_STATED TASK_: Collect every line in the listing below that contains the string "green" and copy each one in full. Matching is case-sensitive.
──────────
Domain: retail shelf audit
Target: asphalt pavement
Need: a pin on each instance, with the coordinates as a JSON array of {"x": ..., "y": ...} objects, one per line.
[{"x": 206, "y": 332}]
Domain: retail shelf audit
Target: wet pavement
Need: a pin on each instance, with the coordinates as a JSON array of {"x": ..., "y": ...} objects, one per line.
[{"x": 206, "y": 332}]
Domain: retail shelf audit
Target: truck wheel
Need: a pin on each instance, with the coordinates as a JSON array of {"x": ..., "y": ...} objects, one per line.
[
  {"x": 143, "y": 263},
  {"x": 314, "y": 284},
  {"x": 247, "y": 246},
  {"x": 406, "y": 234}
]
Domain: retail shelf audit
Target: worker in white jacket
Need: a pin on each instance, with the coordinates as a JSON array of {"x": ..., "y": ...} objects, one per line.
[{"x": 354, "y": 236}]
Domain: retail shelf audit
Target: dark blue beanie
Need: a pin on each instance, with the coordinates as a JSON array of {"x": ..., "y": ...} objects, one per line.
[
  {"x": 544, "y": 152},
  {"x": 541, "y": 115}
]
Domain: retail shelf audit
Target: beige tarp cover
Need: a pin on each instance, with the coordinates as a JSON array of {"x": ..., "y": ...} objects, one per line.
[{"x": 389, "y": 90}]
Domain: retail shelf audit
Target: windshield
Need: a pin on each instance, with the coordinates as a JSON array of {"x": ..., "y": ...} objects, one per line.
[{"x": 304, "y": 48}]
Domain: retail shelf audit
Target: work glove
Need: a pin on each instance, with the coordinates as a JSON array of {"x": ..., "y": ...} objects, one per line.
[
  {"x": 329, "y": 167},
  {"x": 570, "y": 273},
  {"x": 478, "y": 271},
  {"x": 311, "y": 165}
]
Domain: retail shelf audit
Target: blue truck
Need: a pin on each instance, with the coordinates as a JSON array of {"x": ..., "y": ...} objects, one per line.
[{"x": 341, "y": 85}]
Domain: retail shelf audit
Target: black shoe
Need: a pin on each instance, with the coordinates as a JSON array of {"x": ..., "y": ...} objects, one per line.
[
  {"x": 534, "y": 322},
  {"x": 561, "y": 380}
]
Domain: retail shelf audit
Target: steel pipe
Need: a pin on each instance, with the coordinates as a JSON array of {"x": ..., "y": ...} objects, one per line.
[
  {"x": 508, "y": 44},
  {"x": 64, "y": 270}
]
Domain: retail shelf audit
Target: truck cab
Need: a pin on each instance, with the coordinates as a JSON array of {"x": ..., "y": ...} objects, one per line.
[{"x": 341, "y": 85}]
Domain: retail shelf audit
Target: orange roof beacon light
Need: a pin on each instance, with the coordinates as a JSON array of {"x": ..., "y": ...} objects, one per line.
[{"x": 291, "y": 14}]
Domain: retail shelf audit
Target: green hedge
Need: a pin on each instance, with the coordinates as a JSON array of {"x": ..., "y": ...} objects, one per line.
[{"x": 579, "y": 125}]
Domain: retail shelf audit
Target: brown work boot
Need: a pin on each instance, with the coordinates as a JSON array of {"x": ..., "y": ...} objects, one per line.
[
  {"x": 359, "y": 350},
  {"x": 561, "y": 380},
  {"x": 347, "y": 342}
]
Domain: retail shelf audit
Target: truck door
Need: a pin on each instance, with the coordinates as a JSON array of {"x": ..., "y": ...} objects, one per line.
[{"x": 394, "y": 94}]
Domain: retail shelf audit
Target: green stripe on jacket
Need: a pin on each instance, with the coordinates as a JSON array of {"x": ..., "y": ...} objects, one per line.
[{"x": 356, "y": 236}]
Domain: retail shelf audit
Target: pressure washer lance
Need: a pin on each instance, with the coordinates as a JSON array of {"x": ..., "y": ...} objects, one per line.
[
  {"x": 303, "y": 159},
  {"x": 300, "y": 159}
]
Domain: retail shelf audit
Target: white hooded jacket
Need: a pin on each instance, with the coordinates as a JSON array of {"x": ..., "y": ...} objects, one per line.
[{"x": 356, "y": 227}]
──────────
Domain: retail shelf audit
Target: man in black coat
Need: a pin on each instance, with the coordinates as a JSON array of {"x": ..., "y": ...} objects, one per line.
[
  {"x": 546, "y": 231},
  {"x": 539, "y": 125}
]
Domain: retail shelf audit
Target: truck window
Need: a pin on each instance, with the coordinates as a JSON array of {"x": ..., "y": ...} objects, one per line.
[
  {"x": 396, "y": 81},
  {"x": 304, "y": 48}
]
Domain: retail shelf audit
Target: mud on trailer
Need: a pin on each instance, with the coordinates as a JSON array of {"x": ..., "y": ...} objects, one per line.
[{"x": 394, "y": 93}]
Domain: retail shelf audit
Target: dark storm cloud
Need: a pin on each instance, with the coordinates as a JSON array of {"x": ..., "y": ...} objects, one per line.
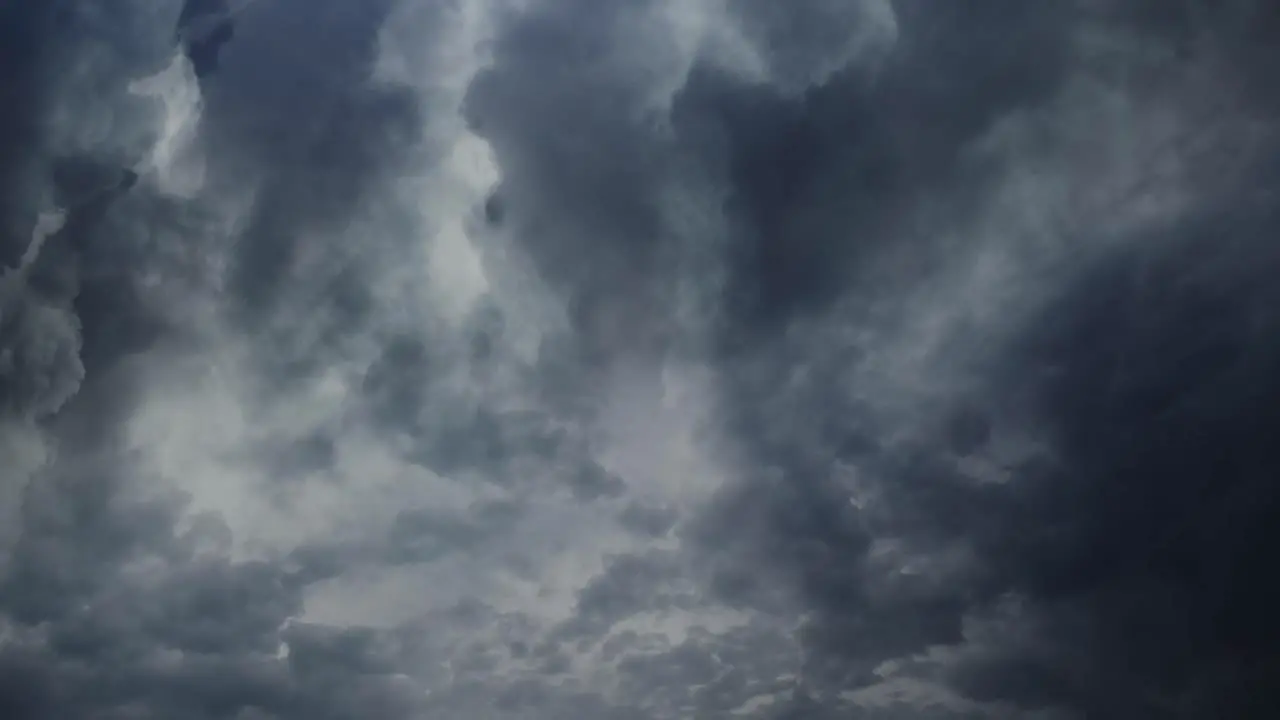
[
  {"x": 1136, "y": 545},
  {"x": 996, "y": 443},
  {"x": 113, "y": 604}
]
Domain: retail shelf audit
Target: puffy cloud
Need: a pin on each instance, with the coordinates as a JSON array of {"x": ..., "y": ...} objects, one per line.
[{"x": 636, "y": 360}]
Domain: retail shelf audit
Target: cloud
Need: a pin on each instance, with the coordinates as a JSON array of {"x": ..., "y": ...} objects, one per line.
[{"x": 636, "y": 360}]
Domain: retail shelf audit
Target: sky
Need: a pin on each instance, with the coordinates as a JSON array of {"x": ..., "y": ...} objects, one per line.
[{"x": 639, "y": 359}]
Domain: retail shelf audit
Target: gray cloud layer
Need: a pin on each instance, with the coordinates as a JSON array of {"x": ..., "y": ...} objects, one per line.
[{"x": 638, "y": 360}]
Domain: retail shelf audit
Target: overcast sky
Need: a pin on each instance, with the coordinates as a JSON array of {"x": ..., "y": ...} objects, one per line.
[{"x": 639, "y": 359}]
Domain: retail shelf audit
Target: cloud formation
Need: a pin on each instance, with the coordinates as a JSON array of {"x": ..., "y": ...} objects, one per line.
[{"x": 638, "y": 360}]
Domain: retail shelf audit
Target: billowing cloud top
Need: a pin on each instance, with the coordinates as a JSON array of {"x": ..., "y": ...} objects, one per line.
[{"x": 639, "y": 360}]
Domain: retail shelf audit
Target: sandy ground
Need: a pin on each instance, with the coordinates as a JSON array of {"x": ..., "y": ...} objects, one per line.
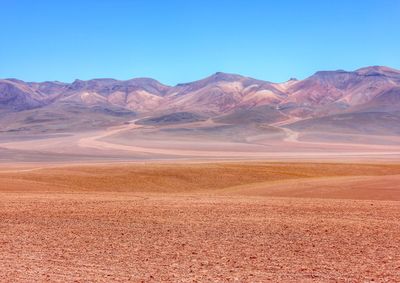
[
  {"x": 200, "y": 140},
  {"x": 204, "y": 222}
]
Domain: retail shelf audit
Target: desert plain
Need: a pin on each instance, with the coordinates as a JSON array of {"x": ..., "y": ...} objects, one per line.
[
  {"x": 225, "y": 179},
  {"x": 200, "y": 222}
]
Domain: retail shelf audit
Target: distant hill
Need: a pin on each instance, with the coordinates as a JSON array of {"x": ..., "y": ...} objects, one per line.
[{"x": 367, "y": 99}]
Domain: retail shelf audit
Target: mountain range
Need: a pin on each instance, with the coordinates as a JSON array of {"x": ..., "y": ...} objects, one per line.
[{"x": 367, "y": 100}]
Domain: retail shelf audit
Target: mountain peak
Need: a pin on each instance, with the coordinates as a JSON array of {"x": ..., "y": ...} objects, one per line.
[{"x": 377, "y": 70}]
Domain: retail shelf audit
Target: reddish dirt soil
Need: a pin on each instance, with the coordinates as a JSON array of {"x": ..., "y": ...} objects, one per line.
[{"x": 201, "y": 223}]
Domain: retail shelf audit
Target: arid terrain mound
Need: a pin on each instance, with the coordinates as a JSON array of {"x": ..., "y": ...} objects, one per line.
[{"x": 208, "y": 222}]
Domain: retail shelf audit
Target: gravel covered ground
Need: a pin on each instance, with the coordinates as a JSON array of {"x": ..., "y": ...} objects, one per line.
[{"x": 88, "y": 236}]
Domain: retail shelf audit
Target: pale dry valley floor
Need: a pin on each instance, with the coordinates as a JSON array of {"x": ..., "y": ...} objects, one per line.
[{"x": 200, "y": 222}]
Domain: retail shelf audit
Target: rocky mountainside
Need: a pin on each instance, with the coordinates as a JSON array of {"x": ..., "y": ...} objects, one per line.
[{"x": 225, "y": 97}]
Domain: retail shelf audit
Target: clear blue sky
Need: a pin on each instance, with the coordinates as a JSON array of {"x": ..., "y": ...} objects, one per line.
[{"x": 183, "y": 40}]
──────────
_REPLY TO THE EXERCISE_:
Target: green hedge
Target: green stripe on jacket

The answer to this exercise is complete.